### What is being asked
Copy the lines of the data below verbatim, starting at the line containing "tag the dirt path, one point per instance." and continuing through the end of the data, both ends included.

(Excerpts of pointing data)
Begin

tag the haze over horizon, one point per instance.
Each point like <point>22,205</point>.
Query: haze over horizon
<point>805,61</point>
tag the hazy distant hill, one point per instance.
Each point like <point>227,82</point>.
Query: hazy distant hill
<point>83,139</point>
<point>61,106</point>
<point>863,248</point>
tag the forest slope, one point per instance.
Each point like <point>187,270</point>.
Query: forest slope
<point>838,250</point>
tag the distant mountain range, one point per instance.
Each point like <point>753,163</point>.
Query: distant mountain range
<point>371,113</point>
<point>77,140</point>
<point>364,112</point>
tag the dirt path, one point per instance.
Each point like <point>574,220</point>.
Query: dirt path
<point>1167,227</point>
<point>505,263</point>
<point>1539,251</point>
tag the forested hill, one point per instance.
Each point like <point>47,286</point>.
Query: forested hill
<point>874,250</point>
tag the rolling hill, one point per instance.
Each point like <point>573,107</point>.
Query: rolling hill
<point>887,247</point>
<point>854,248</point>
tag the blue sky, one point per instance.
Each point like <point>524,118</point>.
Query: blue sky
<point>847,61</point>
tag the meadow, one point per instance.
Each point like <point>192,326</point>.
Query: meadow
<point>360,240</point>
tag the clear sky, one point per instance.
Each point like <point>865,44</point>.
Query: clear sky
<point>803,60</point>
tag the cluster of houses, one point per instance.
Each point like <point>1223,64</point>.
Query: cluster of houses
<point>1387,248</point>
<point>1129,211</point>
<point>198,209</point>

End

### Solved exercise
tag the dirt path, one point per instance.
Each point like <point>574,220</point>.
Query: dirt path
<point>1167,227</point>
<point>505,263</point>
<point>1539,251</point>
tag the forested hill, one point per instance.
Each point like <point>47,286</point>.
Query: forested hill
<point>874,250</point>
tag the rolling hill, one point per instance.
Each point like <point>573,107</point>.
Query: rolling hill
<point>887,247</point>
<point>854,248</point>
tag the blue sky, one point per instance.
Each point like <point>524,118</point>.
Query: blue sky
<point>847,61</point>
tag the meadow, one point per instance.
Each point like <point>192,326</point>.
Query: meadow
<point>360,240</point>
tag the clear sky, one point per instance.
Each point like <point>865,44</point>.
Query: clear sky
<point>803,60</point>
tag the cluster of houses, one point per instance.
Each point like <point>1223,64</point>.
Query: cluster of houses
<point>1387,248</point>
<point>1129,211</point>
<point>198,209</point>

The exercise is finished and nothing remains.